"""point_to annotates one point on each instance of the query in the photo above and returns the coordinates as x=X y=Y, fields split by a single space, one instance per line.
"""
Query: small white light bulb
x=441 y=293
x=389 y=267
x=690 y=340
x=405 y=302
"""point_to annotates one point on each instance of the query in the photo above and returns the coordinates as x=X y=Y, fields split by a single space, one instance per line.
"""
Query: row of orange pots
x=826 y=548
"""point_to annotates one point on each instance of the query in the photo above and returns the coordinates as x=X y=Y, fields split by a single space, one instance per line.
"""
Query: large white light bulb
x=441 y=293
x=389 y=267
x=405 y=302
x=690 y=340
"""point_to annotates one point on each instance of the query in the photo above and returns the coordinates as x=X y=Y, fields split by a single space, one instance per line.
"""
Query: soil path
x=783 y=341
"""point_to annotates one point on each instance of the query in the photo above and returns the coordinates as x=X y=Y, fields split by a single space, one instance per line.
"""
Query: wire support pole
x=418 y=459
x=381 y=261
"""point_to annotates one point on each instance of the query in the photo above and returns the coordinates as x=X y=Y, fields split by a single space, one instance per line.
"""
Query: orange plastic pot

=== Your objective ===
Please restate the material above, word for word and in full.

=== Task answer ===
"""point_to annotates one point on each instance of the query in the photo above and returns the coordinates as x=X y=Y, fields split by a single space, one instance per line.
"""
Query: small white light bulb
x=441 y=293
x=389 y=267
x=690 y=340
x=405 y=302
"""point_to annotates one point on each instance of the query in the photo above and returns the coordinates as x=X y=Y, fields split by a single space, one instance per line.
"""
Query: row of orange pots
x=826 y=548
"""point_to annotates one point on each instance of the query in the photo above and returns the coordinates as x=X y=Y, fields split by a single space, one instance per line.
"""
Query: large white light bulb
x=441 y=293
x=389 y=267
x=405 y=302
x=690 y=340
"""point_to annotates one point on each instance of the query in the photo above and returns the coordinates as x=X y=Y, fields split by a single space, one instance per line.
"""
Query: soil path
x=783 y=341
"""point_to annotates one point on each instance of the query in the photo above and returns the coordinates as x=X y=Y, fields split by a single space, one instance per line.
"""
Query: wire support pole
x=418 y=459
x=381 y=261
"""point_to annotates one point on each instance of the query in the photo above and returns the coordinates as x=X y=Y, fields split by a single space, one instance per line.
"""
Query: orange plastic pot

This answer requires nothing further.